Seulement voilà, l’assembleur de l’Iphone 5 et de l’Ipad a changé et entend aujourd’hui développer la représentativité syndicale à l’intérieur du groupe nous dit le Financial Times. Une petite révolution au sein d’une entreprise qui compte plus d’un million deux cent mille salariés rien qu’en Chine continentale. L’idée serait ainsi d’organiser des élections syndicales dans les usines chinoises du groupe, juste après les vacances du nouvel an lunaire, afin de voir augmenter le nombre de jeunes délégués syndicaux parmi les ouvriers. Si la chose se met en place, cela serait évidement le début des négociations collectives dans ce que certains n’ont pas hésité à qualifier d’atelier de « l’immonde » (Foxconn étant loin d’être le pire employeur, les sociétés de Chine continentale sont  souvent encore plus dures avec leurs salariés). Ce serait en tous cas une première au sein d’une multinationale dans un pays où seuls les syndicats maisons contrôlés par l’administration et la direction de l’entreprise ont droit de citer.

* [DONNÉES FOURNIES]:

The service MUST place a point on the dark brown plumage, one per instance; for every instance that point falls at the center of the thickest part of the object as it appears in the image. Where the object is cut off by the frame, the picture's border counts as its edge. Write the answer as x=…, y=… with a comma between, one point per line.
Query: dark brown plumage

* [SÉRIE DE TÂCHES]:
- A) Traduisez en anglais cette phrase de l'extrait sur Foxconn : « L’idée serait ainsi d’organiser des élections syndicales dans les usines chinoises du groupe, juste après les vacances du nouvel an lunaire, afin de voir augmenter le nombre de jeunes délégués syndicaux parmi les ouvriers. »
- B) Poursuivez l'extrait sur Foxconn en reprenant après sa dernière phrase.

* [RÉPONSES]:
- A) The idea would thus be to hold union elections in the group's Chinese factories, right after the Lunar New Year holiday, in order to increase the number of young union representatives among the workers.

- B)
Hausse des salaires

Mais avant de tambouriner sur les chaines de montage, et en attendant la fin de « chunjié » (fête du printemps marquant le changement d’année lunaire), essayons de comprendre ce soudain revirement. Et d’abord, s’agit-il d’un revirement ? Pas sûr… Le groupe avait déjà après tout annoncé du rab sur les fiches de paie. Mais cela n’a rien changé explique Michaël Sztanke, auteur du documentaire diffusé mercredi soir sur France Ô qui commence justement par une visite chez les ouvriers du sous-traitant d’Apple. 200 euros par mois, 10 heures par jour, 6 jours par semaine, les petites mains de Foxconn ne s’arrêtent jamais et les heures sup sont rajoutées dans le salaire global afin de gonfler artificiellement le bulletin de paye à la fin du mois.

Demande intérieure

Ce revirement pas si soudain est aussi une demande de la nouvelle équipe de dirigeants chinois. Pékin à l’œil rivé sur le chaudron de la colère ouvrière qui menace à tout moment d’exploser. La demande intérieure prônée par le 11e plan quinquennal est liée à une hausse des salaires qui doit permettre d’upgrader la croissance chinoise. Reste maintenant à savoir si les promesses de Foxconn déboucheront véritablement sur une hausse de la représentativité syndicale ce qui semble difficile sans l’accord des autorités. Car évidement si la chose se produit, elle fera immédiatement boule de neige dans d’autres entreprises. Or pour le moment les syndicats indépendants sont techniquement interdits en Chine. « Foxconn n’est d’ailleurs pas la première entreprise qui a essayé de mettre en place des ‘élections démocratiques’ déclare Anita Chan à l’agence Reuters. Elles ont toutes captées l’attention internationale au moment des élections mais sans aboutir à rien » poursuit ce professeur au Centre de recherches sur la Chine contemporaine de l’Université de Sydney.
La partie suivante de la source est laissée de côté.